:: EXERCISE INPUTS

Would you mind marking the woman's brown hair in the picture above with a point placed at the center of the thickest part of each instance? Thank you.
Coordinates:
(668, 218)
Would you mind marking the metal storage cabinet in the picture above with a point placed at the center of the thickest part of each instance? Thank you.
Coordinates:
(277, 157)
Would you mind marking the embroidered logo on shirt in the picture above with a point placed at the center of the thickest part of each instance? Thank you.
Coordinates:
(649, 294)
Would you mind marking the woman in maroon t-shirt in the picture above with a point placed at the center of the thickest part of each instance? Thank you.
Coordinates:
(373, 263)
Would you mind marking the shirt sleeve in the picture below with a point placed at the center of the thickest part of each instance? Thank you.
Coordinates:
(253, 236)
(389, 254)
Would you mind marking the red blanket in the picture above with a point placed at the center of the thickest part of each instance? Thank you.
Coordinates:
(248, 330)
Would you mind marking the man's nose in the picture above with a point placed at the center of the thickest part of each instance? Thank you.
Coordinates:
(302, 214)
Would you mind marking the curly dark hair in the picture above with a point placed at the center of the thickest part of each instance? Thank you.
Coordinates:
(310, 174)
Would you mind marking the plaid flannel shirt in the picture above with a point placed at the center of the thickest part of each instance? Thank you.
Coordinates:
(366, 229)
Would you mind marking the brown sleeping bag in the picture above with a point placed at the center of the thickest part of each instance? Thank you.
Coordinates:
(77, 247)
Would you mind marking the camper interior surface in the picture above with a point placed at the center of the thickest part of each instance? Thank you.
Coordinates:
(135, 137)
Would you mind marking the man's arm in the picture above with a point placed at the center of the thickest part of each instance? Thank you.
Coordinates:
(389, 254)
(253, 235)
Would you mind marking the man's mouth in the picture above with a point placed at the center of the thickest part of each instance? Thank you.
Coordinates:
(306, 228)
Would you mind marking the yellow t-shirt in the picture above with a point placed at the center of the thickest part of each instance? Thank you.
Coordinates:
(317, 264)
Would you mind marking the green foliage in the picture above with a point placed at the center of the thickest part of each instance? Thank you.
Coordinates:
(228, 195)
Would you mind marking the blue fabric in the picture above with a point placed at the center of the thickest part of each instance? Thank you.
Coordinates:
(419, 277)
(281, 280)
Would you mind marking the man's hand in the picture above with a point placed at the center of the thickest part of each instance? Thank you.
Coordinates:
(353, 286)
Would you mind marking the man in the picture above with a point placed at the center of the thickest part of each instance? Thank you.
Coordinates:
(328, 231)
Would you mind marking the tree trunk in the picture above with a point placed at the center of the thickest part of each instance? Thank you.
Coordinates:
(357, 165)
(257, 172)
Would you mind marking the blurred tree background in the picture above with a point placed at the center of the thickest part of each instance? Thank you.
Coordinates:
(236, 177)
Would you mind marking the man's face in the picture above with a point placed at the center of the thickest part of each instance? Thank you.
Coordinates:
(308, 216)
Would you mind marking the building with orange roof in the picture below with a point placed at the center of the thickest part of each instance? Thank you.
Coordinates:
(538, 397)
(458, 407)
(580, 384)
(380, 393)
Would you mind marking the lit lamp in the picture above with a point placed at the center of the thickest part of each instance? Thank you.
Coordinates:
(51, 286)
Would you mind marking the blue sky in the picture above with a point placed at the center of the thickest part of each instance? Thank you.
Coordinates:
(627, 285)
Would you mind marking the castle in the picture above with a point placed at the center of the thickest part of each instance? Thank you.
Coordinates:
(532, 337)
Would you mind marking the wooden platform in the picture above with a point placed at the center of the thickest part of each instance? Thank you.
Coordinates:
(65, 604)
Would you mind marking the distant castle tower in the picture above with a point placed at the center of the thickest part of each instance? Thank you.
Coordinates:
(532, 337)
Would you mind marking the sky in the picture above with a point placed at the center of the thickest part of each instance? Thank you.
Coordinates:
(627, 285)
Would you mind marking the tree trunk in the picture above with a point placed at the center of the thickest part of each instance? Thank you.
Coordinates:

::::

**WHAT IS BEING ASKED**
Rewrite every one of the records above as a numbered list, one line per number, and leave out any blank lines.

**RESULT**
1. Would you mind marking the woman's brown hair in the picture above with a point placed at the center of the thickest part of each instance? Thank you.
2. Coordinates:
3. (668, 218)
4. Would you mind marking the metal storage cabinet in the picture above with a point placed at the center of the thickest part of each instance? Thank you.
5. Coordinates:
6. (277, 157)
7. Would you mind marking the embroidered logo on shirt in the picture above with a point placed at the center of the thickest part of each instance? Thank you.
8. Coordinates:
9. (649, 294)
10. Would you mind marking the woman in maroon t-shirt in the picture above with a point placed at the center of the thickest part of each instance? Thank you.
11. Coordinates:
12. (373, 263)
13. Would you mind marking the shirt sleeve in the picture below with a point placed at the center of the thickest part of each instance? Thank you.
14. Coordinates:
15. (253, 236)
16. (389, 254)
17. Would you mind marking the red blanket in the picture above with a point placed at the center of the thickest part of each instance? Thank you.
18. Coordinates:
19. (248, 330)
20. Would you mind marking the man's nose in the picture above with a point placed at the center of the thickest part of each instance? Thank you.
21. Coordinates:
22. (302, 214)
23. Would you mind marking the curly dark hair in the picture above with a point placed at the center of the thickest part of each instance? Thank you.
24. Coordinates:
25. (310, 174)
26. Would you mind marking the plaid flannel shirt in the picture above with a point placed at the center of the thickest part of each instance? Thank you.
27. Coordinates:
28. (366, 229)
29. Would you mind marking the brown sleeping bag in the picture above with a point placed at the center of the thickest part of each instance? Thank you.
30. Coordinates:
31. (77, 247)
32. Would you mind marking the camper interior surface in the picture above with a point placed at the center of the thickest part of each instance? Thank you.
33. Coordinates:
34. (135, 137)
35. Would you mind marking the man's arm in the picture above with a point placed at the center of the thickest part of each instance? Thank you.
36. Coordinates:
37. (389, 254)
38. (253, 235)
39. Would you mind marking the man's mouth in the picture above with a point placed at the center of the thickest part of each instance? Thank you.
40. Coordinates:
41. (306, 228)
42. Would you mind marking the yellow t-shirt in the picture above with a point placed at the center of the thickest part of each instance? Thank you.
43. Coordinates:
44. (317, 264)
45. Would you mind marking the green foliage in the picture above with a point placed at the center of the thickest part of each instance? Thank you.
46. Coordinates:
47. (228, 195)
48. Would you mind marking the blue fabric in the picture above with a point placed at the center of the thickest part of each instance? Thank you.
49. Coordinates:
50. (419, 277)
51. (281, 280)
52. Would you mind marking the man's hand in the picture above with a point placed at the center of the thickest part of each instance? Thank you.
53. Coordinates:
54. (353, 286)
55. Would you mind marking the man in the picture above with a point placed at the center of the thickest part of each instance? Thank you.
56. Coordinates:
57. (328, 231)
58. Would you mind marking the tree trunk in the picture above with a point placed at the center of the thickest part of each instance? Thank you.
59. Coordinates:
60. (357, 165)
61. (257, 172)
62. Would you mind marking the blurred tree background in the picture above with a point placed at the center of the thickest part of each instance? Thank you.
63. Coordinates:
64. (236, 177)
65. Would you mind marking the man's face in the picture above with a point placed at the center of the thickest part of each instance? Thank you.
66. Coordinates:
67. (308, 216)
68. Would you mind marking the building with orange roof in the picture below with a point placed at the center of the thickest part of each instance? Thank you.
69. Coordinates:
70. (538, 397)
71. (458, 407)
72. (580, 384)
73. (380, 393)
74. Would you mind marking the lit lamp in the picture above with a point placed at the center of the thickest part of each instance? Thank you.
75. Coordinates:
76. (51, 286)
77. Would you mind marking the blue sky in the picture above with a point placed at the center of the thickest part of each instance? Thank you.
78. Coordinates:
79. (627, 285)
80. Would you mind marking the castle in the picture above with a point placed at the center of the thickest part of each instance? Thank you.
81. Coordinates:
82. (532, 337)
83. Would you mind marking the wooden platform in the picture above with a point placed at the center of the thickest part of each instance? Thank you.
84. Coordinates:
85. (65, 604)
86. Would you mind marking the distant castle tower in the picture above with a point placed at the center of the thickest part of each instance? Thank you.
87. Coordinates:
88. (532, 337)
89. Would you mind marking the sky in the picture above with a point placed at the center of the thickest part of each instance? Thank you.
90. Coordinates:
91. (627, 285)
92. Would you mind marking the tree trunk in the picture above with a point placed at the center of the thickest part of each instance? Thank you.
93. Coordinates:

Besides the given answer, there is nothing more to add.